[Saved entries]

+ + + +

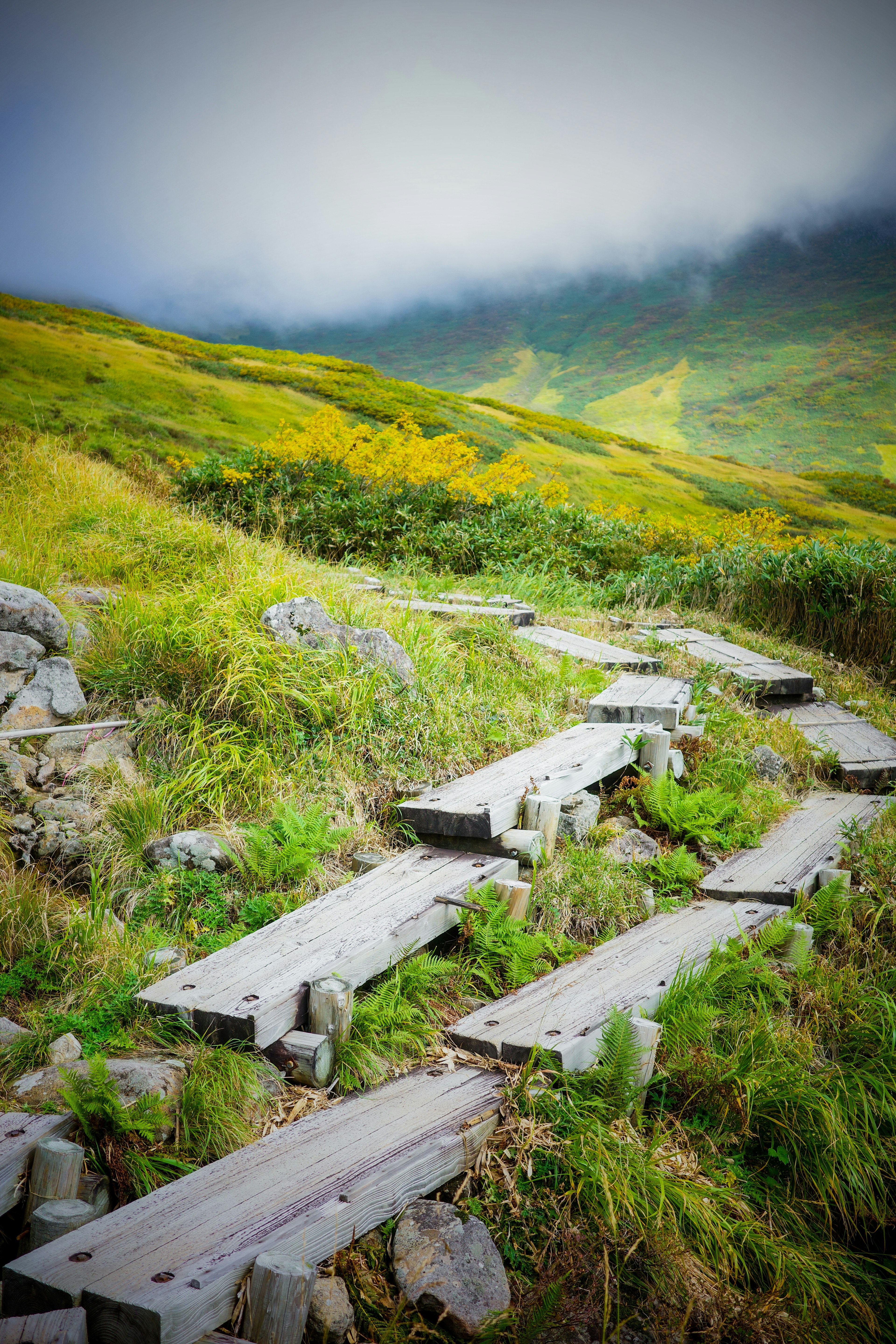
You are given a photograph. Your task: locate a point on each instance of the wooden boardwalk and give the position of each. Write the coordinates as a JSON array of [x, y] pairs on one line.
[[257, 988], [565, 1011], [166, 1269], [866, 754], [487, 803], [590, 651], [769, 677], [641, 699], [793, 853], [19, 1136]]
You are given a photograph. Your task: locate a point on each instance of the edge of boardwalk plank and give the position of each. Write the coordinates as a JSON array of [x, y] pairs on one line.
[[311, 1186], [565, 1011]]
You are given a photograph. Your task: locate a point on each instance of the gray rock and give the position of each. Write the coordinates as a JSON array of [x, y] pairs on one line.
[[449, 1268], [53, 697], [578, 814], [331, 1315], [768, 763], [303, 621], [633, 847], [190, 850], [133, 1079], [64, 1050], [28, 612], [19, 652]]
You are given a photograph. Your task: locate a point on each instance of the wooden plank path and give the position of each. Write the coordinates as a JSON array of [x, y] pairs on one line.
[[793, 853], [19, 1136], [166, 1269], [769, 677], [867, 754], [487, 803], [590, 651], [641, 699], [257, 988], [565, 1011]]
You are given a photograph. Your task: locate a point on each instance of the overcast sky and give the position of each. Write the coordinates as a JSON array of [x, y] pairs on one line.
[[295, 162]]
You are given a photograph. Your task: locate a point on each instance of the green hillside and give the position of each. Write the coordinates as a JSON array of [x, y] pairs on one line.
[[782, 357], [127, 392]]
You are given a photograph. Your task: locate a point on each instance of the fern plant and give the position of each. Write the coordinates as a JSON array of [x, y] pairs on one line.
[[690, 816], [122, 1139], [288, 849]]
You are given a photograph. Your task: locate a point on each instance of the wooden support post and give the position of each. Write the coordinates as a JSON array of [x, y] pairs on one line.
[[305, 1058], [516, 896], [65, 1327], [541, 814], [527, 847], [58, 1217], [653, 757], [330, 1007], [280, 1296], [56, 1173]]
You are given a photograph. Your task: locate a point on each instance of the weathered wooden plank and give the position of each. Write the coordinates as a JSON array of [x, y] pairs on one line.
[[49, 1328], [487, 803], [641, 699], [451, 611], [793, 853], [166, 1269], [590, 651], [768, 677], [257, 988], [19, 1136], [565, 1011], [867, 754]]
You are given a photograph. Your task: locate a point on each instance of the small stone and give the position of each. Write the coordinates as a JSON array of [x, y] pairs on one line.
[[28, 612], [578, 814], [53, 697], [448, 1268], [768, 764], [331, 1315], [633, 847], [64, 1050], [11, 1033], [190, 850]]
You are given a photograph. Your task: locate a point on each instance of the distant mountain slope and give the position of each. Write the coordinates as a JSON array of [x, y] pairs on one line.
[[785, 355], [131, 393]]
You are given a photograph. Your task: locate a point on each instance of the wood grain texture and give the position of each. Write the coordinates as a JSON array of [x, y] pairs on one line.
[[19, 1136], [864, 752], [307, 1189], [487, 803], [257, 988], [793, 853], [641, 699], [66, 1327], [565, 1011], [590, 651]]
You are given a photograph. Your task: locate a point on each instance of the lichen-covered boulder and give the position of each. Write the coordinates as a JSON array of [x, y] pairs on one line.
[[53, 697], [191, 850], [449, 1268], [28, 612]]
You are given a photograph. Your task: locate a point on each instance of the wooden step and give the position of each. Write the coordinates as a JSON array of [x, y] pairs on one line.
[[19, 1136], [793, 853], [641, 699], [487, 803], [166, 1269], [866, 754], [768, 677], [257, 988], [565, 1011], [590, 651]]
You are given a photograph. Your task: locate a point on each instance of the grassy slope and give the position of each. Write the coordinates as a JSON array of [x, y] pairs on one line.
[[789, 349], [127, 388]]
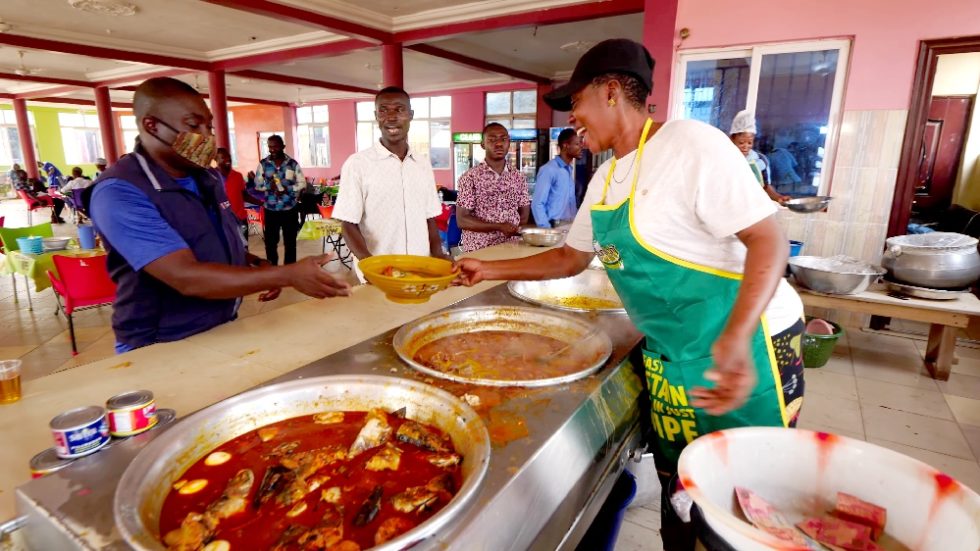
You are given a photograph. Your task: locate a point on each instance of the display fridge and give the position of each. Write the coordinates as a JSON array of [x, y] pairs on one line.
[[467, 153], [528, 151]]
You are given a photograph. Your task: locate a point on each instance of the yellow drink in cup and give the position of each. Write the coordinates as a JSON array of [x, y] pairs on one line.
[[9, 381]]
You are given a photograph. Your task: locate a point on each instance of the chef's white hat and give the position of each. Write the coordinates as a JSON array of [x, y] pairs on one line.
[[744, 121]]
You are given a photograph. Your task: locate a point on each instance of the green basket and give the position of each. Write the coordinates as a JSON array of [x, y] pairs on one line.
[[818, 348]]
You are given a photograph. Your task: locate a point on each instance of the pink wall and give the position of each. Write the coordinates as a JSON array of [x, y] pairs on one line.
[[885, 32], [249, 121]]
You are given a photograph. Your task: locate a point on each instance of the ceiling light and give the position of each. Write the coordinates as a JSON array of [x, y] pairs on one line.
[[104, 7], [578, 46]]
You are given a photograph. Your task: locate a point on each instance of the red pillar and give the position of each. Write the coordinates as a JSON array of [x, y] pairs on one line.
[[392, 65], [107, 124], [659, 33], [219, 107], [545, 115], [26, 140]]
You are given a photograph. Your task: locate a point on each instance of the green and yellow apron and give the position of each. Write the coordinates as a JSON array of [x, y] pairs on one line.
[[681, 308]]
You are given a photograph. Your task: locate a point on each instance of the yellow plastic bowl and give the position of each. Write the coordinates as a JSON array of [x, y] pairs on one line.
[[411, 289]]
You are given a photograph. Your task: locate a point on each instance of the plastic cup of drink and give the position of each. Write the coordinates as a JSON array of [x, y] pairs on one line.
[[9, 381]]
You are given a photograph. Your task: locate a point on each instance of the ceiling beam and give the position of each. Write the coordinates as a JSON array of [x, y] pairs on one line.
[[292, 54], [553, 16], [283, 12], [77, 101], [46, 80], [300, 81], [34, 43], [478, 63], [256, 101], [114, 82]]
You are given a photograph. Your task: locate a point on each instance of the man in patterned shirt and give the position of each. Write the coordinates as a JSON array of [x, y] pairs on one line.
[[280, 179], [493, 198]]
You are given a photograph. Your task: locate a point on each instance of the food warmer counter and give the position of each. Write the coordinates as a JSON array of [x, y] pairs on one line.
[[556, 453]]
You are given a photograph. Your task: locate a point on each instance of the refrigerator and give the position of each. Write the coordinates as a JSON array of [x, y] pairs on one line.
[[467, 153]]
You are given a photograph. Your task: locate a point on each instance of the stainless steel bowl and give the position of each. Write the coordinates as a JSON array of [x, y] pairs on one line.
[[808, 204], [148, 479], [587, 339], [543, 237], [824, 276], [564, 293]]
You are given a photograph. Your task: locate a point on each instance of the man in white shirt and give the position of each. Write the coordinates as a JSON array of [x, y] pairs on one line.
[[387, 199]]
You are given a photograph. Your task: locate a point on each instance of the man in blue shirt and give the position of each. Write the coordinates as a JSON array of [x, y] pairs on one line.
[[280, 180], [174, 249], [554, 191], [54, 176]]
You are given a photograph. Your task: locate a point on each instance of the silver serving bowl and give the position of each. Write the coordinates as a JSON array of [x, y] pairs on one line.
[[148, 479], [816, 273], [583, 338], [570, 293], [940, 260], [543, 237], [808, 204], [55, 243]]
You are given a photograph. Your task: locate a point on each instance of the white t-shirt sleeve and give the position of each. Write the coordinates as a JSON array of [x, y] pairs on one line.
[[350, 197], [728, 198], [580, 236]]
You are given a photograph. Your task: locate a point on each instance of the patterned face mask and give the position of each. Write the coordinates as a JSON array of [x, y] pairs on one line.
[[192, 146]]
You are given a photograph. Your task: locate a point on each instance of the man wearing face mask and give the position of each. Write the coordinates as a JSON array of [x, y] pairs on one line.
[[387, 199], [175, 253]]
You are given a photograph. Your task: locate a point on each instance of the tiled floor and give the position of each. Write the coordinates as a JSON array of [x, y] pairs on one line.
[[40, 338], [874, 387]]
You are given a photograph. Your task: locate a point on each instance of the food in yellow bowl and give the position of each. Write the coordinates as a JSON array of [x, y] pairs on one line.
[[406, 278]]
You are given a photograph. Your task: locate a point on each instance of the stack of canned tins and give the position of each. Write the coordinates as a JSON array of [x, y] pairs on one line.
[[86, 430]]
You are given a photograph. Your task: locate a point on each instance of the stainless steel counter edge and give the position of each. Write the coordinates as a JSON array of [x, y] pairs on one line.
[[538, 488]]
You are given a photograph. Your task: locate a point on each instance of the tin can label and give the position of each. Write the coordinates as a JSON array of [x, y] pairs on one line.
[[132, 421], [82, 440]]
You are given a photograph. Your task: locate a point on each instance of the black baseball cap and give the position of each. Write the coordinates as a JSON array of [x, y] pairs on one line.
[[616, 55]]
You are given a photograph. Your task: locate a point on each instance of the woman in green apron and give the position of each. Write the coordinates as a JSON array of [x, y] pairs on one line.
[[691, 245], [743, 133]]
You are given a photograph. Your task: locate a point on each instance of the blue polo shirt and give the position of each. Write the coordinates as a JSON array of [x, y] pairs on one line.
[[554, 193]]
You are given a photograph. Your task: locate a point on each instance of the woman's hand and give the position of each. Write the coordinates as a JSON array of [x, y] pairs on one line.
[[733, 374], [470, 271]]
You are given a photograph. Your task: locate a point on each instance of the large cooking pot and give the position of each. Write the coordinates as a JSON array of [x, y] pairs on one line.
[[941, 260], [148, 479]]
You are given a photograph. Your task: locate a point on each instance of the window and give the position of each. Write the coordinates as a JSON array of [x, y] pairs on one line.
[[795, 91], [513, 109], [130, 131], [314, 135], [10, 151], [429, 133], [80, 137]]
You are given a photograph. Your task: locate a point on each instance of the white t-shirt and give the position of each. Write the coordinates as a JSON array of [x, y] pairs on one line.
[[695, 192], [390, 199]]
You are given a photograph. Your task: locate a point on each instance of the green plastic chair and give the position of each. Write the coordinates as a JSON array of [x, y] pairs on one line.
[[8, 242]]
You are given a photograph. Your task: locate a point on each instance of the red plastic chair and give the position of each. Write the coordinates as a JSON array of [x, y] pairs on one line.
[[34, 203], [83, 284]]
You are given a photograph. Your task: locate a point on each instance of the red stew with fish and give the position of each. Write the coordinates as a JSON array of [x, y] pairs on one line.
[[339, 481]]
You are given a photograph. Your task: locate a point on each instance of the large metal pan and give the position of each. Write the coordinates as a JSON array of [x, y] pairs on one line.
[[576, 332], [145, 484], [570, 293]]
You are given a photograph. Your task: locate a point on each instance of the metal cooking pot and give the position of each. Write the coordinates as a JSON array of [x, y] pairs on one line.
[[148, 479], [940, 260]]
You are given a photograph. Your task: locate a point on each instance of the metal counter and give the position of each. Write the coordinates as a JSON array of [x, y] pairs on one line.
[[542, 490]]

+ + + +

• Problem to work on: Return precisely the lines of the records, starting with the line that holds "the metal counter" and ending with the last one.

• Finished task:
You are given a photograph. Your task: locate a point on each instance of the metal counter and give the position of each. Write the coordinates as a JSON array of [x, y] pairs on one line.
[[542, 490]]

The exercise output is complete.